• DATA SHOWN:
※

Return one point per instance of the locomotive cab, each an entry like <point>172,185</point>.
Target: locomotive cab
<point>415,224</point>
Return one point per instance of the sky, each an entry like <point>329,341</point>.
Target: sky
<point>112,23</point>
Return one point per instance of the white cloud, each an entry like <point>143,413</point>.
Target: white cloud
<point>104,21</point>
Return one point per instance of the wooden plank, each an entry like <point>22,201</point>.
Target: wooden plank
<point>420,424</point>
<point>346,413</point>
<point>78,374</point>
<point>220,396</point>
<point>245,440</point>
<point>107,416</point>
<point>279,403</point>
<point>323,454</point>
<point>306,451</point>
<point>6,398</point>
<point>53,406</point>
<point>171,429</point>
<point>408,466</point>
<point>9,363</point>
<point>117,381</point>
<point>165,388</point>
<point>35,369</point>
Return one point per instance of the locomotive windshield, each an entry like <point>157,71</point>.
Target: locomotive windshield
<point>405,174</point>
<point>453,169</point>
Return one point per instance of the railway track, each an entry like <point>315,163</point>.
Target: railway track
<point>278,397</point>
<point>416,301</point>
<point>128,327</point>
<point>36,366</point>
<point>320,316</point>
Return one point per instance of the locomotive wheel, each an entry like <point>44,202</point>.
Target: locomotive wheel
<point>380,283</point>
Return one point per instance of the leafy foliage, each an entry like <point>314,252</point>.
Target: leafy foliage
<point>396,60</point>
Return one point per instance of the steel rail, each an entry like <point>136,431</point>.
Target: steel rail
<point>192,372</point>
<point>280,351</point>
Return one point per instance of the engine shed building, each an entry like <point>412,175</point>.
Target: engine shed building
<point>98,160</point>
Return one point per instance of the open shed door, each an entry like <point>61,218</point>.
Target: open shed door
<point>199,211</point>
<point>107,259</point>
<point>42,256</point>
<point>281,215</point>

※

• EXERCISE GOAL: From the material above, copy exactly the lines between the line holding "Return one point per instance of the white" and the line holding "Return one point per instance of the locomotive windshield, each", inclusive, and only those.

• TASK RESPONSE:
Return one point per instance of the white cloud, each an entry like <point>143,413</point>.
Target: white cloud
<point>104,21</point>
Return one point per instance of the wooden plank, each an entry like <point>22,201</point>.
Target: wooden plank
<point>420,424</point>
<point>346,413</point>
<point>78,374</point>
<point>220,396</point>
<point>245,440</point>
<point>107,416</point>
<point>279,403</point>
<point>323,454</point>
<point>306,451</point>
<point>6,398</point>
<point>53,406</point>
<point>171,429</point>
<point>408,466</point>
<point>9,363</point>
<point>117,381</point>
<point>165,388</point>
<point>35,369</point>
Return one point per instance of the locomotive windshield, each an entry like <point>157,71</point>.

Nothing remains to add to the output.